● **Exercise**: Count the lines in the rows below that contain the string "rocky". Give only the number.

Dataset records:
## start
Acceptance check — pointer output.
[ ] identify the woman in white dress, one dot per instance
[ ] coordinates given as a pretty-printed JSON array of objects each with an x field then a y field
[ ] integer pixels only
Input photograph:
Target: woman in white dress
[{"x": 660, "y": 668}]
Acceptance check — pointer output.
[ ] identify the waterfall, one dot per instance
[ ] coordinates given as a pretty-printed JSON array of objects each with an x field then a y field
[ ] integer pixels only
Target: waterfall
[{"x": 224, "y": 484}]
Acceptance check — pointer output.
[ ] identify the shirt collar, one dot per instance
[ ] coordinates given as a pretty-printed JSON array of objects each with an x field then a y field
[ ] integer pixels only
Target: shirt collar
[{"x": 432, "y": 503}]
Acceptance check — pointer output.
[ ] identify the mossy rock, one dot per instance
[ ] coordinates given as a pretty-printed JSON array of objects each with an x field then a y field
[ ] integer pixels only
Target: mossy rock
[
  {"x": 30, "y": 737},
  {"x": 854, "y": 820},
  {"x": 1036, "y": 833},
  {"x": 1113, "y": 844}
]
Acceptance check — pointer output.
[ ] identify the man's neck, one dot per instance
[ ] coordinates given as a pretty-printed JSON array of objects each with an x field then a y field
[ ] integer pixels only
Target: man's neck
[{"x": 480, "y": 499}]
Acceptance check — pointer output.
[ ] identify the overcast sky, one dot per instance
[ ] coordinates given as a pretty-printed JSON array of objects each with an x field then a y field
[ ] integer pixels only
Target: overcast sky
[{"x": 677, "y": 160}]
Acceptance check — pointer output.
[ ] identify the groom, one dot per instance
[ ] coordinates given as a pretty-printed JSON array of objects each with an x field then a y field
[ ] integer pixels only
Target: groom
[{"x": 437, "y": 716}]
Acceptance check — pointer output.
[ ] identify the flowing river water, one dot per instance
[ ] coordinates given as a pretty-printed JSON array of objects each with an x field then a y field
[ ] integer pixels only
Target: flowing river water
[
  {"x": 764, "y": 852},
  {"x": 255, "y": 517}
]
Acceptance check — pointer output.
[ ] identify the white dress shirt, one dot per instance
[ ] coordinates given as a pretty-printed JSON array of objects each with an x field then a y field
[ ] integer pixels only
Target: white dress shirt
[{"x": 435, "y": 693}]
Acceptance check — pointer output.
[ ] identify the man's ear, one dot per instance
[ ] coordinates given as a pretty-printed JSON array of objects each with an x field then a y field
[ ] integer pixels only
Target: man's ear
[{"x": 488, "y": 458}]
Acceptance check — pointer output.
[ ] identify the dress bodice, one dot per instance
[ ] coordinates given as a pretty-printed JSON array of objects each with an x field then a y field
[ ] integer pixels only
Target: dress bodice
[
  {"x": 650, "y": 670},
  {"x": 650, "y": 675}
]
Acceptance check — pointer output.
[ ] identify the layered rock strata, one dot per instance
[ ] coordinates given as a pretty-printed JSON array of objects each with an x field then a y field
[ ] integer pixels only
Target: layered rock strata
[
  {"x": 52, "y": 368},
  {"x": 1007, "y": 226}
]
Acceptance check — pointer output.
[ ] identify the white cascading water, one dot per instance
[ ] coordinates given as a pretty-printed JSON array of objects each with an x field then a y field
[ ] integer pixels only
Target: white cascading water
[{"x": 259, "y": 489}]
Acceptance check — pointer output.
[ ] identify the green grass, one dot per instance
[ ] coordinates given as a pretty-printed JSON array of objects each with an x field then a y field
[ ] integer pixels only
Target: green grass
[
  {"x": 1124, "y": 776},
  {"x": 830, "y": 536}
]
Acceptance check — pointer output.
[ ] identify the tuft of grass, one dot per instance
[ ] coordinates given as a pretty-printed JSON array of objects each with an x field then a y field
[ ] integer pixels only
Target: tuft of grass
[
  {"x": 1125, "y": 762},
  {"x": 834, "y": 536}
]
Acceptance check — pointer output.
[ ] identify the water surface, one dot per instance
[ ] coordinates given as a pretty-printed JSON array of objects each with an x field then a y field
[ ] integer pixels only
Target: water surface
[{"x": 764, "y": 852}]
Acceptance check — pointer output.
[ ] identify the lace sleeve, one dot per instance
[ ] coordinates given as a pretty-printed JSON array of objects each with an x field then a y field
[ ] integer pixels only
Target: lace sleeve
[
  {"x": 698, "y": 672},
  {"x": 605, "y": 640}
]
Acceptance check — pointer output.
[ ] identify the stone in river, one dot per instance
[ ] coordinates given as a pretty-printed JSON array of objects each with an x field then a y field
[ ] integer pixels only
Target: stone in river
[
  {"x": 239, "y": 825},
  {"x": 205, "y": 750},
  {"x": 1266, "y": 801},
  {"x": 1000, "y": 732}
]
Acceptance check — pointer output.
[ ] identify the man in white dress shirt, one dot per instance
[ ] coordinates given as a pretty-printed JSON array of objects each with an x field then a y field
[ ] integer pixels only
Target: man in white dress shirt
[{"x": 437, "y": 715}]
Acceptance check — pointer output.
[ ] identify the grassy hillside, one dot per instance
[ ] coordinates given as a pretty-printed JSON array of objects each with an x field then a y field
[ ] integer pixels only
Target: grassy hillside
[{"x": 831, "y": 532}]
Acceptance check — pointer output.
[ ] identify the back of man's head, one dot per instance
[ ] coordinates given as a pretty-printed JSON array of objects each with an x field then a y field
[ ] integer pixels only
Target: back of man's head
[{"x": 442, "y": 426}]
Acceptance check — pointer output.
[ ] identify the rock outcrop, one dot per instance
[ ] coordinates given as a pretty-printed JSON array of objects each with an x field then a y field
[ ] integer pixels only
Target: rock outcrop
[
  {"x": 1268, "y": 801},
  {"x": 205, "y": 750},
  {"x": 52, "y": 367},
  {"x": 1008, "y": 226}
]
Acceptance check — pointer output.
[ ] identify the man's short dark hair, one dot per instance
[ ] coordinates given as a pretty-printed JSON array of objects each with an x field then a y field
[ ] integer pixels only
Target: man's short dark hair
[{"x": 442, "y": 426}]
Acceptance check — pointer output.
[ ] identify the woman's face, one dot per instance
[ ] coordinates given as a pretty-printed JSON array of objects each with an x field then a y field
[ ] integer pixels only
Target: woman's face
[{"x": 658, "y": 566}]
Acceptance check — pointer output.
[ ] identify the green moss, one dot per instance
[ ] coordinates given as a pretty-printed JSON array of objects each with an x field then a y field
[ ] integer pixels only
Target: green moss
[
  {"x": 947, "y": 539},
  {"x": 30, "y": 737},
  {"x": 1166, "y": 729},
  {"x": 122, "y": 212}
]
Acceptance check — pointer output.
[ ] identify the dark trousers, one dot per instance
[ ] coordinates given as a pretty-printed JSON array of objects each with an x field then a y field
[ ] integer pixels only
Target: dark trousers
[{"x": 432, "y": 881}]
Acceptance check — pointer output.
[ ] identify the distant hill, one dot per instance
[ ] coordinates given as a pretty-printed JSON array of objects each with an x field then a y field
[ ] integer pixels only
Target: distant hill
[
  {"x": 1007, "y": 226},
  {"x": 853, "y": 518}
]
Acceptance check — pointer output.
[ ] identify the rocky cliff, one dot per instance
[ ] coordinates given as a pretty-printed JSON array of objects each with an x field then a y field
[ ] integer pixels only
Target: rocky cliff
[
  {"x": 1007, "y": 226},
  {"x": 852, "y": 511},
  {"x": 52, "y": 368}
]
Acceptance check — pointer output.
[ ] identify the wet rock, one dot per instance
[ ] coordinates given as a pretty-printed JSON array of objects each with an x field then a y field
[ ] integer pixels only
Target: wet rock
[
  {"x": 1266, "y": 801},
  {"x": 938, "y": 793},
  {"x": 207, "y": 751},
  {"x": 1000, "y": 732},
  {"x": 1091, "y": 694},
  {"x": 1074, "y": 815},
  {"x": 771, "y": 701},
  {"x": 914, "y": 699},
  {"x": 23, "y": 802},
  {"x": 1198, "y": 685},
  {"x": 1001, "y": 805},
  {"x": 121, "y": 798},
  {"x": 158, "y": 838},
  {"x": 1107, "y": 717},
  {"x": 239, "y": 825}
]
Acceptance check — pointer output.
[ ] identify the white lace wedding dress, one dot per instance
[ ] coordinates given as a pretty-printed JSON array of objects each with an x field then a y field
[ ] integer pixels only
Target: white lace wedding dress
## end
● **Answer to the problem**: 2